ABOUT THIS TASK:
Exclude the pictures from your copy, and reproduce each entry below verbatim.

(Records drawn from a dataset)
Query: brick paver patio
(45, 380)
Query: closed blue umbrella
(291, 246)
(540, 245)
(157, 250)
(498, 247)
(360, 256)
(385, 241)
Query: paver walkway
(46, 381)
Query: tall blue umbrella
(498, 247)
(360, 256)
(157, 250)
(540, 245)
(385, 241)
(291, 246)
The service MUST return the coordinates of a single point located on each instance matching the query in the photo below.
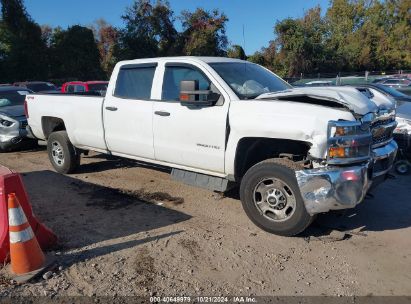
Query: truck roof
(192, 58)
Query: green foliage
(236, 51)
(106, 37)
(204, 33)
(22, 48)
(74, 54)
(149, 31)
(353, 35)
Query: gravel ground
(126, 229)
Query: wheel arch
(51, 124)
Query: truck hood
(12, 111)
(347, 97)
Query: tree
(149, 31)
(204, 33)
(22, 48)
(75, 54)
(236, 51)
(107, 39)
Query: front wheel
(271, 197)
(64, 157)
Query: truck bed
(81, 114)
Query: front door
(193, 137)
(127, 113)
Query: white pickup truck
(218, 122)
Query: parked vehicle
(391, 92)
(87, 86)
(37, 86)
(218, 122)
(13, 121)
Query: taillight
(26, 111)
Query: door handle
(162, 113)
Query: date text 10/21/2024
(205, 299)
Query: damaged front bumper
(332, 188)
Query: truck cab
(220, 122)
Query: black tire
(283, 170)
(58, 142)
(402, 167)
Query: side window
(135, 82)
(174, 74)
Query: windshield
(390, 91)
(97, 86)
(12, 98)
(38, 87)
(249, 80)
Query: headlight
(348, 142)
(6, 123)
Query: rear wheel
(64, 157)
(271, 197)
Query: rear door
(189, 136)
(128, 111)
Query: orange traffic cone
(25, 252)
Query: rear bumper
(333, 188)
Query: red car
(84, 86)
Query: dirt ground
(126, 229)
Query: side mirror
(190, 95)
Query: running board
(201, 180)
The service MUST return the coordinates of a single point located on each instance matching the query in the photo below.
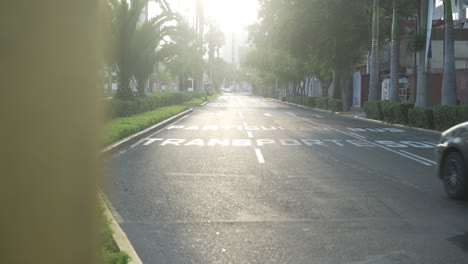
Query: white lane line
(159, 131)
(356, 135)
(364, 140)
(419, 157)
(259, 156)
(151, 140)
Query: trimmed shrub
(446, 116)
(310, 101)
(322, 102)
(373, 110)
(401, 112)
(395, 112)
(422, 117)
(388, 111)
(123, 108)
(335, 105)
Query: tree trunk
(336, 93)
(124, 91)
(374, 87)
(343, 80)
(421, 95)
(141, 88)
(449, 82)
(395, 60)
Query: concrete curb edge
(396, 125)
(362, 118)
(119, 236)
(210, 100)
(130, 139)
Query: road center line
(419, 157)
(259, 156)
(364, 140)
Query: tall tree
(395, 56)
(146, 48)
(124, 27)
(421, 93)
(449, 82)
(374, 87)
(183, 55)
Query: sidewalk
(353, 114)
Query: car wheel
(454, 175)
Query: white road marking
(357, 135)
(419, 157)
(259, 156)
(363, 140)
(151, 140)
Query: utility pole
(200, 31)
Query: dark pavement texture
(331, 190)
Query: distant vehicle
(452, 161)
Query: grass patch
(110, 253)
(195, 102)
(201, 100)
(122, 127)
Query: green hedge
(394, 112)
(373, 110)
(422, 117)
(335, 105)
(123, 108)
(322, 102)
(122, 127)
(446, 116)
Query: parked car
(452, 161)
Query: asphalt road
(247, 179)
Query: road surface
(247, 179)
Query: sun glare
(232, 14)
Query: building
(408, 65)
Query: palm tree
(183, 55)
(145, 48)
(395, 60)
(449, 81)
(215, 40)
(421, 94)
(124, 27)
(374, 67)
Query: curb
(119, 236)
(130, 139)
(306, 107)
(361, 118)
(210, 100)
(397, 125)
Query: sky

RESULT OF THE EXERCISE:
Query: brick paver patio
(45, 380)
Query: closed blue umbrella
(291, 246)
(540, 245)
(157, 250)
(498, 247)
(360, 256)
(385, 241)
Query: paver walkway
(46, 381)
Query: tall blue umbrella
(498, 247)
(360, 256)
(157, 250)
(540, 245)
(385, 241)
(291, 246)
The service MUST return the coordinates of a single point located on each instance matching the query in the photo below.
Query: truck roof
(192, 58)
Query: green foliage
(236, 51)
(106, 37)
(204, 33)
(22, 48)
(74, 54)
(149, 31)
(353, 35)
Query: gravel ground
(126, 229)
Query: wheel arch
(51, 124)
Query: truck hood
(12, 111)
(347, 97)
Query: tree
(149, 31)
(204, 33)
(22, 48)
(75, 54)
(236, 51)
(107, 39)
Query: front wheel
(271, 197)
(64, 157)
Query: truck bed
(81, 114)
Query: front door
(193, 137)
(127, 113)
Query: white pickup truck
(218, 122)
Query: parked vehicle
(391, 92)
(87, 86)
(37, 86)
(218, 122)
(13, 121)
Query: taillight
(26, 111)
Query: door handle
(162, 113)
Query: date text 10/21/2024
(205, 299)
Query: damaged front bumper
(332, 188)
Query: truck cab
(220, 122)
Query: black tire
(283, 170)
(58, 142)
(402, 167)
Query: side window
(135, 82)
(174, 74)
Query: windshield
(390, 91)
(97, 86)
(12, 98)
(38, 87)
(249, 80)
Query: headlight
(348, 142)
(6, 123)
Query: rear wheel
(64, 157)
(271, 197)
Query: rear door
(189, 136)
(128, 111)
Query: orange traffic cone
(25, 252)
Query: rear bumper
(333, 188)
Query: red car
(84, 86)
Query: dirt ground
(126, 229)
Query: side mirror
(190, 95)
Query: running board
(201, 180)
The service MUST return the coordinates of a single point located on each instance matching the query in the photo below.
Query: white lane line
(159, 131)
(356, 135)
(364, 140)
(419, 157)
(259, 156)
(151, 140)
Query: trimmed shrub
(446, 116)
(310, 101)
(322, 102)
(373, 110)
(401, 112)
(395, 112)
(422, 117)
(388, 111)
(123, 108)
(335, 105)
Query: tree trunk
(336, 93)
(124, 91)
(374, 87)
(343, 80)
(421, 95)
(141, 88)
(449, 82)
(395, 60)
Query: concrete curb edge
(396, 125)
(362, 118)
(119, 236)
(210, 100)
(130, 139)
Query: road center line
(419, 157)
(259, 156)
(364, 140)
Query: tall tree
(395, 56)
(146, 48)
(124, 27)
(421, 93)
(449, 82)
(374, 87)
(183, 55)
Query: sidewalk
(353, 114)
Query: car wheel
(454, 175)
Query: white road marking
(357, 135)
(419, 157)
(259, 156)
(363, 140)
(151, 140)
Query: utility pole
(200, 31)
Query: dark pavement texture
(331, 190)
Query: distant vehicle
(452, 161)
Query: grass patch
(110, 253)
(195, 102)
(201, 100)
(122, 127)
Query: green hedge
(394, 112)
(373, 110)
(422, 117)
(335, 105)
(123, 108)
(322, 102)
(122, 127)
(446, 116)
Query: parked car
(452, 161)
Query: asphalt road
(247, 179)
Query: road surface
(247, 179)
Query: sun glare
(232, 14)
Query: building
(408, 65)
Query: palm tree
(183, 55)
(145, 48)
(395, 60)
(449, 81)
(215, 40)
(421, 94)
(124, 27)
(374, 67)
Query: curb
(119, 236)
(130, 139)
(306, 107)
(361, 118)
(210, 100)
(397, 125)
Query: sky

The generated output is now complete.